Extrait de page:
◇ ◇ ◇ ◇ ◇ ◇ ◇

Le phénotypage d’ADN est une technologie relativement récente “dont les origines remontent à la fin des années 1990, mais qui ne suscite un réel intérêt que depuis les années 2010 lorsque des applications concrètes ont semblé possible”, explique Matthias Wienroth. L’idée est d’identifier dans l’ADN d’une personne les marqueurs génétiques qui influent sur des caractéristiques physiques. “À l’heure actuelle, on peut prédire à partir de l’ADN quelle est la couleur des yeux, celle des cheveux ou encore de la peau. Mais il s’agit de catégorie générale”, explique Manfred Kayser, directeur du département d’identification génétique à l’Erasmus MC University Medical Center de Rotterdam, contacté par France 24. La technologie ne permet pas, par exemple, de différencier entre des yeux bleus clairs ou bleus foncés ou entre des cheveux blonds et châtains clairs. Elle peut aussi donner des informations sur l’origine géographique, indiquant si une personne vient plutôt d’Europe, d’Afrique ou d’Asie.

Deviner la couleur de cheveux, des yeux ou de la peau

Comme pour toute technologie récente, les connaissances évoluent aussi très vite. “On s’attend à mieux pouvoir prédire dans le futur la structure des cheveux, la présence de grains de beauté, la couleur de sourcils ou encore si un homme est chauve ou non”, précise Manfred Kayser, l’un des principaux spécialistes mondiaux du phénotypage d’ADN.

◇ ◇ ◇ ◇ ◇ ◇ ◇

Données fournies:
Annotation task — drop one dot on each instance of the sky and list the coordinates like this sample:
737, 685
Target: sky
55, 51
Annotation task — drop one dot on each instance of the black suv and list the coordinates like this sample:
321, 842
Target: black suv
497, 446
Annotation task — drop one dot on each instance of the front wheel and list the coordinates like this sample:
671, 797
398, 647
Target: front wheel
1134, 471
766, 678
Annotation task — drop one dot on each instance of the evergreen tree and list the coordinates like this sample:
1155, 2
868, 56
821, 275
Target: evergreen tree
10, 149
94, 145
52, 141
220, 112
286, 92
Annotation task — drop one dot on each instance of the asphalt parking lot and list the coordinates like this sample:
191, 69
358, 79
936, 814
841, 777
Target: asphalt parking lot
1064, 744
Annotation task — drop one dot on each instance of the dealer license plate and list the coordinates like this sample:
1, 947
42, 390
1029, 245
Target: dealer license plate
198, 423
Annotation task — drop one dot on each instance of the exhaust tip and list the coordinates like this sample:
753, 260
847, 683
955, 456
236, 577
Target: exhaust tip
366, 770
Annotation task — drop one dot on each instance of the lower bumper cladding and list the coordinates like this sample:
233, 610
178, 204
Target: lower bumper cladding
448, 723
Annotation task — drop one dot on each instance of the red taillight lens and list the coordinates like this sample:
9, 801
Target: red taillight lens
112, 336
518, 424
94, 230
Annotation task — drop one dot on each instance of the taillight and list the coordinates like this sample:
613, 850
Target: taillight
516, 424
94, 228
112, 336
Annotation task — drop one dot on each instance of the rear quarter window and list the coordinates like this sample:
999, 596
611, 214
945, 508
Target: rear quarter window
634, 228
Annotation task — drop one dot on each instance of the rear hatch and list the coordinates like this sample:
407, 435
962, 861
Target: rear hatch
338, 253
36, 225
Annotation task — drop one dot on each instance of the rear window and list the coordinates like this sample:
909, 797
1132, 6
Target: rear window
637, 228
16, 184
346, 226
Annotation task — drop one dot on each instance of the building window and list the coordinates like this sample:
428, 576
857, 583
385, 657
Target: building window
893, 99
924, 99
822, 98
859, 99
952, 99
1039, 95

◇ ◇ ◇ ◇ ◇ ◇ ◇

Consigne A: Recopiez l'extrait sur le phénotypage d'ADN depuis « Comme pour toute » jusqu'à « du phénotypage d’ADN. ».
Consigne B: Écrivez la suite de l'extrait sur le phénotypage d'ADN, à partir de sa dernière phrase.

Réponse A:
Comme pour toute technologie récente, les connaissances évoluent aussi très vite. “On s’attend à mieux pouvoir prédire dans le futur la structure des cheveux, la présence de grains de beauté, la couleur de sourcils ou encore si un homme est chauve ou non”, précise Manfred Kayser, l’un des principaux spécialistes mondiaux du phénotypage d’ADN.

Réponse B:
Des promesses qui intéressent au premier chef la science médico-légale et la police. Si, en Europe, le recours à cette technologie est encore largement interdit, aux États-Unis, “elle a déjà été utilisée dans plusieurs affaires”, souligne Matthias Wienroth. Mais attention à ne pas crier "eurêka" à la moindre trace d’ADN trouvé sur les lieux d’un crime. L’analyse du code génétique “ne donne que des probabilités et des pas des certitudes”, souligne le spécialiste de l’université de Newcastle. Il ne permet pas, non plus, d’identifier des “individus, mais seulement des types de personnes”, note cet expert.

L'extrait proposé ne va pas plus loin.